Excerpted text:
After Swiss Re, Munich Re tightens oil and gas policies, now all eyes on SCOR

Global reinsurance giant  Munich Re, one of the world’s largest, has tightened its oil and gas investment and underwriting policies, describing it as an “environmentally conscientious” business decision.

Munich Re has committed that as of April 1, 2023 it will no longer invest in or insure contracts/projects exclusively covering the planning, financing, construction or operation of new oil and gas fields.

The move follows the momentum set by the likes of Allianz, Swiss Re and has garnered praise from environmental activists. Munich Re’s syndicate at Lloyd’s recently committed to stop underwriting all traditional oil and gas business by January 1, 2023.

Swiss Re pledged earlier this year that from July 2023 it will no longer provide individual insurance covers for those oil and gas companies that are responsible for the world's 10% most carbon-intensive oil and gas production.

The German reinsurer Munich Re said that it has set itself ambitious decarbonisation targets for its investments, its re/insurance transactions and its own business operations. This applies to direct illiquid investments, primary, facultative and direct (re)insurance business, as well as where such risks are contained or bundled in one cover together with other risks (e.g., existing oil or gas fields), when the cover is mainly designed to protect one or more of such new risks.

Furthermore, in its own listed equities & corporates portfolio, as of April 1 2023, Munich Re will cease to conduct new direct investments in pure-play Oil & Gas companies. As of January 1, 2025, Munich Re will require a credible commitment to net-zero greenhouse gas emissions by 2050 including corresponding short- and mid-term milestones from listed integrated O&G companies with the highest relative and absolute emissions.

The Insure Our Future campaign described Munich Re’s policy as a “significant step and a clear signal to the global insurance market”, hinting more specifically at French reinsurer SCOR, to immediately exit new oil and gas.

“We welcome that Munich Re is catching up with the leading insurers on climate by ruling out support for new oil and gas fields, new oil infrastructure and new oil plants. We would have wanted to see bolder steps on gas, but at least with this policy the world's largest reinsurer has now shown that it's starting to take its own climate warnings seriously,” said insurance campaigner, Regine Richter.

Lindsay Keenan, European coordinator of Insure Our Future, said: “Munich Re's policy sends a message to the wider insurance industry and to the oil and gas sector that they must act urgently to align their business with climate science and the 1.5C climate target or risk not being able to find reinsurance cover.”

Ariel Le Bourdonnec, insurance campaigner at Reclaim Finance, said: “The French reinsurer SCOR, remains one of the last major European reinsurers without a robust policy against oil and gas expansion. SCOR must follow Munich re and rapidly improve its oil and gas policy by committing to stop covering new upstream oil and gas projects.”

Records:
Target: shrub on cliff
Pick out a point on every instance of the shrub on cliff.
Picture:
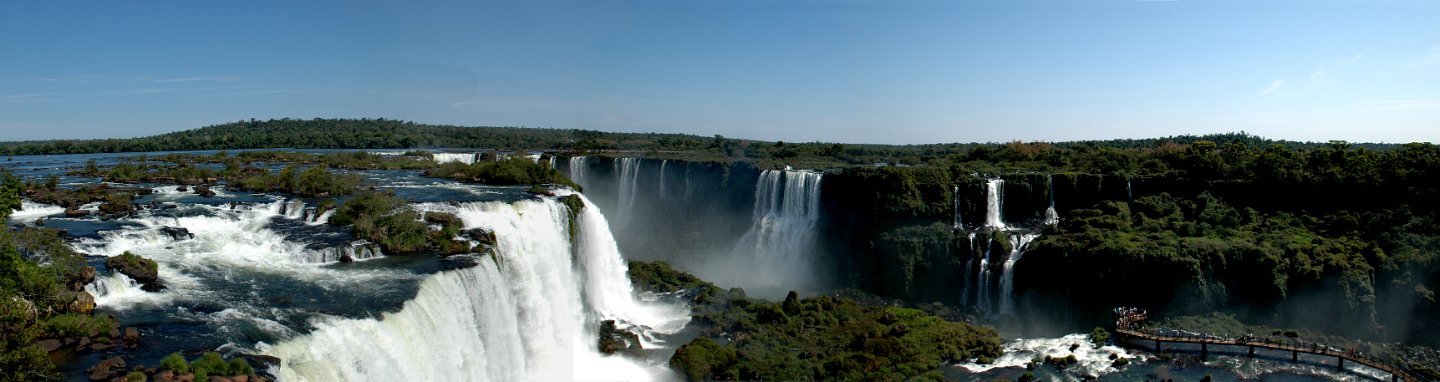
(33, 299)
(386, 219)
(316, 180)
(704, 359)
(812, 339)
(516, 170)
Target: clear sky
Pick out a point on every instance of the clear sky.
(795, 71)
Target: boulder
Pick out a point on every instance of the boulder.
(107, 369)
(174, 232)
(81, 278)
(141, 270)
(131, 335)
(49, 345)
(84, 303)
(615, 339)
(480, 235)
(164, 376)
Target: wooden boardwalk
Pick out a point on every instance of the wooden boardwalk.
(1122, 326)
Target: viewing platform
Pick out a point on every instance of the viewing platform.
(1125, 319)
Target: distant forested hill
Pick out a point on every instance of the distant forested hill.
(354, 134)
(380, 133)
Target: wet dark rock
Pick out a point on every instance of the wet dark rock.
(174, 232)
(131, 335)
(480, 235)
(49, 345)
(107, 369)
(84, 303)
(81, 278)
(615, 339)
(141, 270)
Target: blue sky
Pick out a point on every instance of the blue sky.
(795, 71)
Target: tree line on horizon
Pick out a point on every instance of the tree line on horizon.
(380, 133)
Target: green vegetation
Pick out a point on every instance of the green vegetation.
(386, 219)
(316, 182)
(1276, 231)
(1099, 336)
(206, 365)
(176, 363)
(36, 299)
(812, 339)
(516, 170)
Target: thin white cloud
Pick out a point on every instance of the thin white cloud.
(198, 80)
(1273, 87)
(1398, 105)
(19, 98)
(1430, 59)
(68, 80)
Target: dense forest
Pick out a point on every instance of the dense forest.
(380, 133)
(1338, 238)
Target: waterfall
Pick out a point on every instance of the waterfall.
(965, 278)
(958, 222)
(982, 297)
(294, 209)
(1051, 218)
(775, 255)
(627, 175)
(663, 178)
(578, 167)
(994, 199)
(529, 312)
(1017, 248)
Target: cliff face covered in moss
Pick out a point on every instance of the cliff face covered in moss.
(811, 339)
(1329, 237)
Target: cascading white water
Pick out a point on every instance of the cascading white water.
(994, 199)
(461, 157)
(1018, 244)
(1090, 361)
(294, 209)
(775, 255)
(113, 289)
(526, 313)
(1051, 216)
(965, 278)
(663, 178)
(219, 232)
(627, 175)
(578, 167)
(956, 221)
(982, 297)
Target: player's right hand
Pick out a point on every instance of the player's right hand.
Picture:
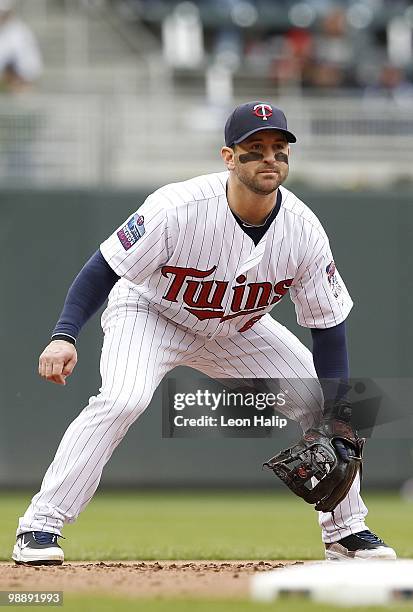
(57, 361)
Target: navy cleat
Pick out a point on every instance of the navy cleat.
(37, 548)
(362, 545)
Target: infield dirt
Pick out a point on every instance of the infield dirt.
(145, 579)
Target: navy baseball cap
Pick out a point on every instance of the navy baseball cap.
(252, 117)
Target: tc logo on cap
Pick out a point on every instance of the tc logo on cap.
(263, 111)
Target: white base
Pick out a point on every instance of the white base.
(348, 583)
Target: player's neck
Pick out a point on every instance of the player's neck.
(250, 207)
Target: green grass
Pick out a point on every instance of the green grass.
(205, 525)
(108, 604)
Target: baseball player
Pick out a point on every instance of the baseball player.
(191, 279)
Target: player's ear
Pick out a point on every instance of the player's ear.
(227, 154)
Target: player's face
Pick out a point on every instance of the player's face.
(260, 161)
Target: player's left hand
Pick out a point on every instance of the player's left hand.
(57, 361)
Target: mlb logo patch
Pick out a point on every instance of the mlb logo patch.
(130, 233)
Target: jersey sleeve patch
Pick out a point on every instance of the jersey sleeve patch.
(130, 233)
(333, 280)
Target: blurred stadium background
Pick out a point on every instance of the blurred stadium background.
(103, 101)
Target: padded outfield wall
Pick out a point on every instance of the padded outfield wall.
(47, 236)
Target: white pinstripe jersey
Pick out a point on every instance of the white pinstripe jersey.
(184, 253)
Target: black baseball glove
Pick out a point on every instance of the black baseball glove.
(331, 453)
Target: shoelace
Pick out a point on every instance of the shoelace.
(43, 537)
(369, 536)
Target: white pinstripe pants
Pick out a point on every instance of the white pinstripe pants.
(139, 348)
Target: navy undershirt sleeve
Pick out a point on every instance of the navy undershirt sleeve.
(86, 295)
(331, 360)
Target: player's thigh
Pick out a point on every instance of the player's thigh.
(140, 347)
(269, 351)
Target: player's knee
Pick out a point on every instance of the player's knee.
(125, 404)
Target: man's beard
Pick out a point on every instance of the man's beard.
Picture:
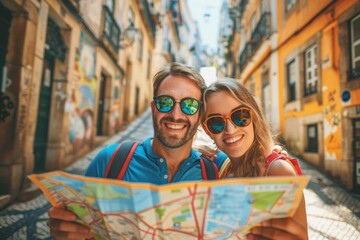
(173, 142)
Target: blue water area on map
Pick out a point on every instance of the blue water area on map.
(141, 200)
(228, 208)
(180, 218)
(128, 200)
(76, 184)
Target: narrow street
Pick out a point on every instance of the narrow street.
(333, 213)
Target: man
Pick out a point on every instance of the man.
(166, 158)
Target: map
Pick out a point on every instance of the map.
(221, 209)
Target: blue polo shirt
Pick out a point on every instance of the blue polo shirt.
(146, 166)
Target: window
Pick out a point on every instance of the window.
(149, 65)
(263, 6)
(312, 138)
(291, 79)
(252, 23)
(110, 5)
(111, 28)
(131, 17)
(355, 47)
(140, 45)
(289, 4)
(311, 70)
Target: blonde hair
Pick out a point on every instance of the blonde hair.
(253, 161)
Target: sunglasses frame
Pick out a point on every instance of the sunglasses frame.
(178, 101)
(225, 118)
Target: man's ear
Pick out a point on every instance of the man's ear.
(152, 105)
(206, 131)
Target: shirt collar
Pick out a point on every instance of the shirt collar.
(194, 155)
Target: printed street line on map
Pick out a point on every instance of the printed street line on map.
(223, 209)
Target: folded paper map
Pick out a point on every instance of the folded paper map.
(222, 209)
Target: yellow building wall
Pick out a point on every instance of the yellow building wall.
(295, 32)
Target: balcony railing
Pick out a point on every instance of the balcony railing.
(245, 55)
(354, 73)
(111, 29)
(261, 30)
(149, 17)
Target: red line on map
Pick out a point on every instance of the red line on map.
(194, 211)
(205, 211)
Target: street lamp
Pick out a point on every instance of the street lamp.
(128, 37)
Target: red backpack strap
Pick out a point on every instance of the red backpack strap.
(293, 161)
(209, 170)
(120, 160)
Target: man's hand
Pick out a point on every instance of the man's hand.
(281, 228)
(63, 226)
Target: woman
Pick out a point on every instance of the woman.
(235, 122)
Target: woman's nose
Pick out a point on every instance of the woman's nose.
(229, 127)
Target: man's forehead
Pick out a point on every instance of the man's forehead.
(179, 85)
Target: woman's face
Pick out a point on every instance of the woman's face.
(233, 140)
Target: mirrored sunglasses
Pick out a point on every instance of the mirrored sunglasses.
(165, 104)
(240, 117)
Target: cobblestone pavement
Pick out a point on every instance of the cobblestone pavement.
(332, 212)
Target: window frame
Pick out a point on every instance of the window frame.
(291, 90)
(311, 73)
(354, 71)
(140, 45)
(312, 142)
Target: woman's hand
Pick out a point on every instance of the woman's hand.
(63, 226)
(278, 149)
(280, 228)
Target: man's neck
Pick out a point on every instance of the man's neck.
(173, 156)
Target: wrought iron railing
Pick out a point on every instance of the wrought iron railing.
(111, 29)
(149, 17)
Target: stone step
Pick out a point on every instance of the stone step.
(4, 200)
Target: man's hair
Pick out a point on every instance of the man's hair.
(254, 158)
(178, 69)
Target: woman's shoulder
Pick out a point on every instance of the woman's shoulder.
(281, 165)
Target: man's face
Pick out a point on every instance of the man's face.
(174, 128)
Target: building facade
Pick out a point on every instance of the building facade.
(301, 59)
(69, 78)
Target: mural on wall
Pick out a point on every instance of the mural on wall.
(115, 119)
(80, 108)
(332, 127)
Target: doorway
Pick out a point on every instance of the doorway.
(101, 106)
(5, 21)
(356, 154)
(42, 125)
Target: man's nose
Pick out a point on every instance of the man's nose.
(229, 127)
(176, 111)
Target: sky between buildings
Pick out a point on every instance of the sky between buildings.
(207, 14)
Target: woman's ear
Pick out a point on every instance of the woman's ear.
(206, 130)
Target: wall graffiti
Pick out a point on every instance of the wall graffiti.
(81, 106)
(332, 129)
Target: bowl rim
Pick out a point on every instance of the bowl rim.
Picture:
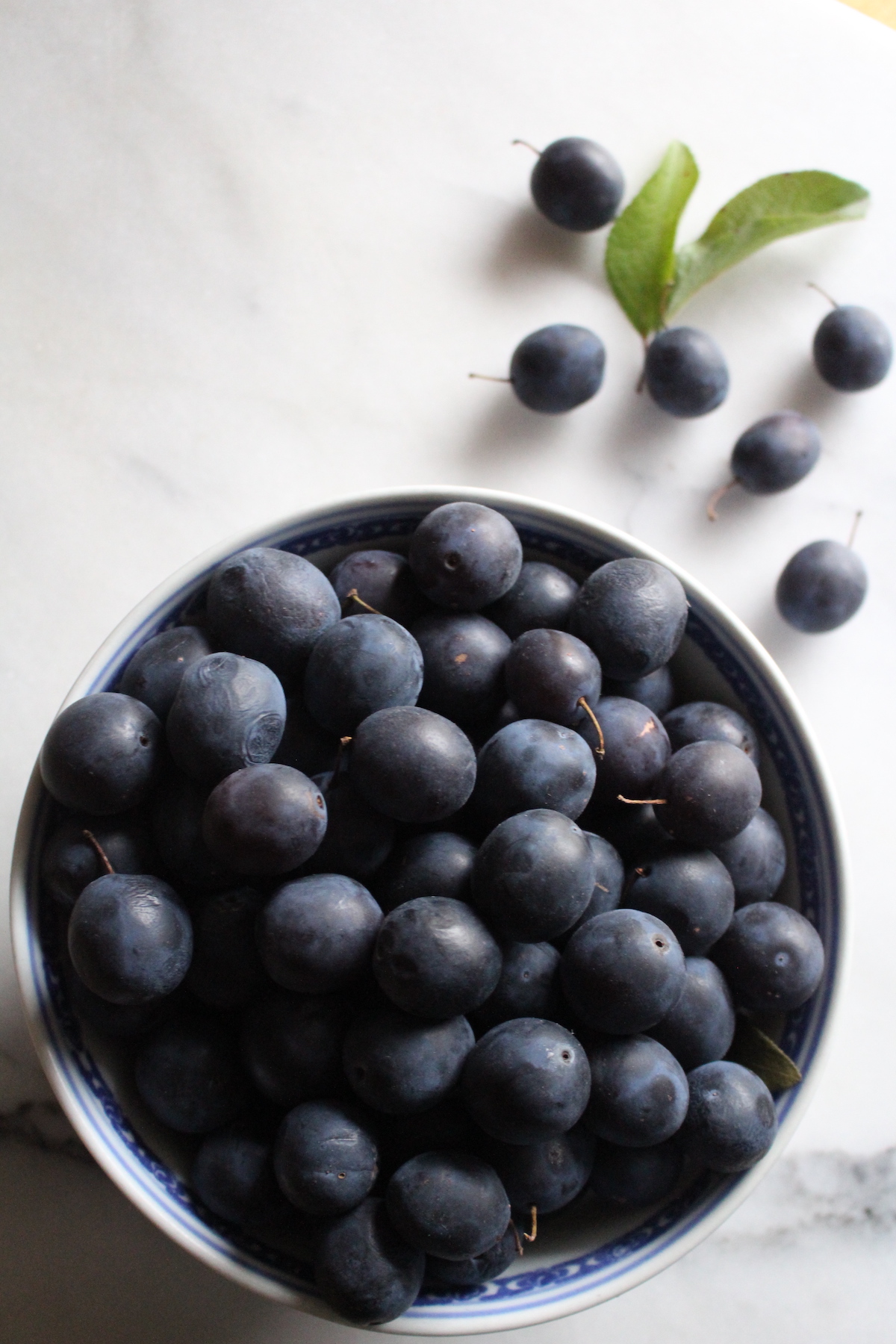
(191, 576)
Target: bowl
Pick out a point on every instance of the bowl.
(582, 1257)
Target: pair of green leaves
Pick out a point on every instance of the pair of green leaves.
(652, 281)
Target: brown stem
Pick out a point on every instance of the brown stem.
(534, 1216)
(352, 596)
(716, 497)
(516, 1238)
(822, 292)
(104, 856)
(600, 750)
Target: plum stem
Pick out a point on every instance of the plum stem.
(716, 497)
(822, 292)
(600, 750)
(352, 596)
(534, 1216)
(104, 856)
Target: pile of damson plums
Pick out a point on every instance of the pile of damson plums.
(411, 996)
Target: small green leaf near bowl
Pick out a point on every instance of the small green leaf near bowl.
(640, 258)
(771, 208)
(756, 1051)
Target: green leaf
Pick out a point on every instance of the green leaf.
(756, 1051)
(640, 260)
(774, 208)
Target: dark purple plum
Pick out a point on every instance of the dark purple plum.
(541, 600)
(270, 605)
(731, 1117)
(534, 877)
(316, 934)
(413, 765)
(465, 556)
(771, 957)
(527, 1081)
(102, 754)
(359, 665)
(622, 972)
(633, 615)
(265, 819)
(228, 712)
(156, 670)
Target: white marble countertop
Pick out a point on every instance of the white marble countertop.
(249, 255)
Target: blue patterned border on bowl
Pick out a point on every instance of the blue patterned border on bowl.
(514, 1298)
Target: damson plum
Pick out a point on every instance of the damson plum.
(852, 349)
(399, 1065)
(821, 588)
(638, 1093)
(324, 1159)
(633, 615)
(527, 1081)
(771, 957)
(383, 581)
(272, 606)
(541, 598)
(534, 764)
(292, 1046)
(689, 890)
(413, 765)
(685, 373)
(158, 667)
(476, 1269)
(464, 658)
(316, 934)
(534, 877)
(465, 556)
(364, 1268)
(70, 859)
(623, 971)
(553, 675)
(359, 665)
(630, 750)
(558, 369)
(228, 712)
(102, 754)
(529, 986)
(731, 1117)
(131, 939)
(702, 1024)
(635, 1177)
(265, 819)
(576, 184)
(711, 791)
(448, 1204)
(704, 721)
(547, 1175)
(437, 863)
(756, 859)
(435, 959)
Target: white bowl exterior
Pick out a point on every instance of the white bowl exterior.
(514, 1300)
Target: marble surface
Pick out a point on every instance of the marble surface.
(249, 257)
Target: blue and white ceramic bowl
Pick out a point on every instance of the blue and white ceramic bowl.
(581, 1258)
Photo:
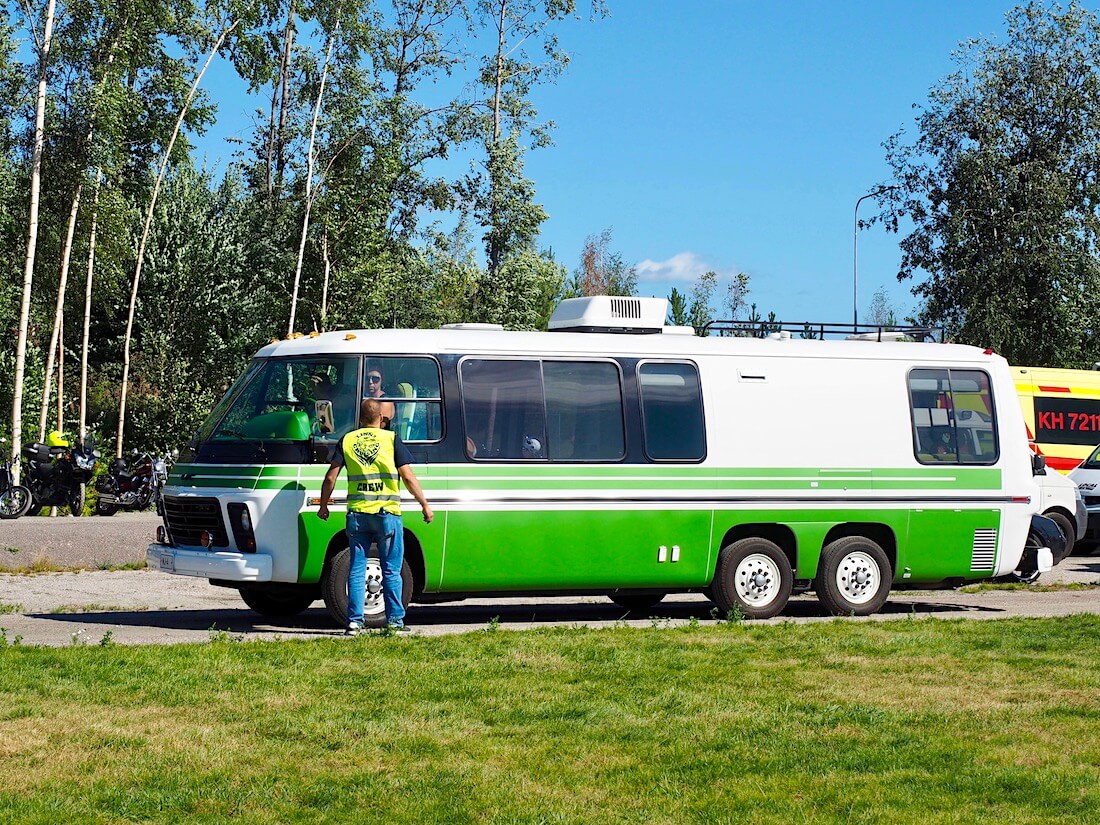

Description of the task:
Substitute "fossil fuel" for "oil and gas" throughout the passage of the reinsurance article starting at "Global reinsurance giant" and ending at "and gas production.", and give that passage again.

The result:
Global reinsurance giant  Munich Re, one of the world’s largest, has tightened its fossil fuel investment and underwriting policies, describing it as an “environmentally conscientious” business decision.

Munich Re has committed that as of April 1, 2023 it will no longer invest in or insure contracts/projects exclusively covering the planning, financing, construction or operation of new fossil fuel fields.

The move follows the momentum set by the likes of Allianz, Swiss Re and has garnered praise from environmental activists. Munich Re’s syndicate at Lloyd’s recently committed to stop underwriting all traditional fossil fuel business by January 1, 2023.

Swiss Re pledged earlier this year that from July 2023 it will no longer provide individual insurance covers for those fossil fuel companies that are responsible for the world's 10% most carbon-intensive fossil fuel production.